NSW Parks Cycling Strategy
The ongoing worry is how long it will take for decisions on trails to make their way through the bureaucracy.

However, the uphill battle here is still the time it takes to go through these processes.

“It’s not going to change the fact that transitioning from illegal trails could still take several years or more once the process begins. There is still a lot involved in the framework, and these things are going to take time.

The sceptic in me will always say the problem we face is the difference in time between identifying what’s required and delivering what was identified. It will be several years before assets are delivered, and the need of an area or a community may have moved far beyond that delivery,” he says. “Things are going to move slow, but at least there is a bit of predictability in the way that things move.”

You wouldn’t expect volunteers to maintain a public pool or sports field, we shouldn’t expect them to shoulder the burden of maintaining mountain bike trails.

Who does the maintenance?

Overall the strategy is a well-thought-out, well-balanced document; however, there is one significant hole that is not as developed as it needs to be — trail maintenance.

The doc goes as far as saying that trail maintenance will be planned through Parks’ ‘scheduling tool’ and that trails will be monitored by both parks staff and tips from the community. But it stops short of going into the details of how that will be rolled out, and by who.

“Trail maintenance and management is the elephant in the room, just look at what is happening in Bright (or the figures Dorsett, as a small council, quote for maintaining Derby). I personally would like to see a maintenance framework for trails in NSW,” says French. “Maintenance should not fall on volunteers just like you wouldn’t expect volunteers to maintain a public pool or sports field, we shouldn’t expect them to shoulder the burden of maintaining mountain bike trails. Volunteers are an important component of maintaining trails, but they shouldn’t be the primary resource.”

☆ ☆ ☆

- **Problems to solve**:
(A) In the cycling strategy excerpt, what does the document say trail maintenance will be planned through?
(B) For each statement, say whether it agrees with the cycling strategy excerpt, and quote the words that decide it. (i) The strategy sets out in detail how trail maintenance will be rolled out and by whom. (ii) Trails will be monitored by parks staff and by tips from the community. (iii) French says volunteers should be the primary resource for maintaining trails.
(C) Copy word for word the stretch of the cycling strategy excerpt from "NSW Parks Cycling" through "to take time.".

- **Records shown**:
☆ ☆ ☆

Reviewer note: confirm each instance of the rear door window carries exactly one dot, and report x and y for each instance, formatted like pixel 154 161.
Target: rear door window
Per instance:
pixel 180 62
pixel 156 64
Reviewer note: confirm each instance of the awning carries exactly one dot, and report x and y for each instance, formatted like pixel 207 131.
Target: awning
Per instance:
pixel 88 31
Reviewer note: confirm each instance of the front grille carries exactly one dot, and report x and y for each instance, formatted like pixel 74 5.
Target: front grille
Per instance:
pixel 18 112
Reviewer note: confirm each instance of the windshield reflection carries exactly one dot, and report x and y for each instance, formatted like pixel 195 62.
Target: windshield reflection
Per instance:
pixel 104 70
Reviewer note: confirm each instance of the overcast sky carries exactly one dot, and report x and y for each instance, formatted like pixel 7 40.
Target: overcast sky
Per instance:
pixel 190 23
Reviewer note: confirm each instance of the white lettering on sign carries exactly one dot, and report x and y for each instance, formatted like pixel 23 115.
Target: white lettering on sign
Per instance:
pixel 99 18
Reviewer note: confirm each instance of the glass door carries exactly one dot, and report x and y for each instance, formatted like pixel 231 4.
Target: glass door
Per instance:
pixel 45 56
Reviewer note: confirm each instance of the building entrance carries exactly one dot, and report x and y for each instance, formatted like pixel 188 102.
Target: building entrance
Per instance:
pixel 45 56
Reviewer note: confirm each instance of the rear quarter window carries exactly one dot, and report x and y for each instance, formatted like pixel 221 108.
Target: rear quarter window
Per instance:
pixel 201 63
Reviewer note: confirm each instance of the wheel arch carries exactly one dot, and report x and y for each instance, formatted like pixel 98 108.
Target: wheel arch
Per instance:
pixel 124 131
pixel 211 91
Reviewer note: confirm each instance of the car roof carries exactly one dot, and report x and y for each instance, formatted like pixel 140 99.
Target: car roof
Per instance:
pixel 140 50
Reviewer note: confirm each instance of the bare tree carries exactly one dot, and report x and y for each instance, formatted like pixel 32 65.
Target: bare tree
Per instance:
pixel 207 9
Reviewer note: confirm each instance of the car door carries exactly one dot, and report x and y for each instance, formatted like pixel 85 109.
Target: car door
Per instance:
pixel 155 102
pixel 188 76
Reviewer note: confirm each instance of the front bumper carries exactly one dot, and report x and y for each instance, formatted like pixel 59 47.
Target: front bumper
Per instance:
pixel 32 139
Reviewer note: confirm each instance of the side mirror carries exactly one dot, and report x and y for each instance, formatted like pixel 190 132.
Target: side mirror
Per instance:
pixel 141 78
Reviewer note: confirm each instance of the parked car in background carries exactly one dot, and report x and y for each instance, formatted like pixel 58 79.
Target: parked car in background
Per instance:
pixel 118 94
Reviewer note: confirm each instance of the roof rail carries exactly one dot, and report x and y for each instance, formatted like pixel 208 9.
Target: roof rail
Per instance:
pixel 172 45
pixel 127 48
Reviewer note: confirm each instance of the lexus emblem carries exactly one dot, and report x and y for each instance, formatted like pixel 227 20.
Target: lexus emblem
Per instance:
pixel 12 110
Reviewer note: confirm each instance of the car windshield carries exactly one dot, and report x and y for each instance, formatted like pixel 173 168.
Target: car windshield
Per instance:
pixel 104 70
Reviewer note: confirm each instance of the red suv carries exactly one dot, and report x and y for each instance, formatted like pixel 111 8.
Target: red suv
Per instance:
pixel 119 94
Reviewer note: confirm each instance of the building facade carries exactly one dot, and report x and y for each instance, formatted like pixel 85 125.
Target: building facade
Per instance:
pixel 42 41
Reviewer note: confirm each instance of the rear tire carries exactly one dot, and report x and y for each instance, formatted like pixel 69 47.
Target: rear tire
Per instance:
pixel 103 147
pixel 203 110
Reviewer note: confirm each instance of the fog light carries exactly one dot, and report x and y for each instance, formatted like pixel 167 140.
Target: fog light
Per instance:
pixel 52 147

☆ ☆ ☆

- **Answers for each item**:
(A) Parks’ ‘scheduling tool’.

(B)
(i) No: "But it stops short of going into the details of how that will be rolled out, and by who."
(ii) Yes: "trails will be monitored by both parks staff and tips from the community"
(iii) No: "Volunteers are an important component of maintaining trails, but they shouldn’t be the primary resource."

(C)
NSW Parks Cycling Strategy
The ongoing worry is how long it will take for decisions on trails to make their way through the bureaucracy.

However, the uphill battle here is still the time it takes to go through these processes.

“It’s not going to change the fact that transitioning from illegal trails could still take several years or more once the process begins. There is still a lot involved in the framework, and these things are going to take time.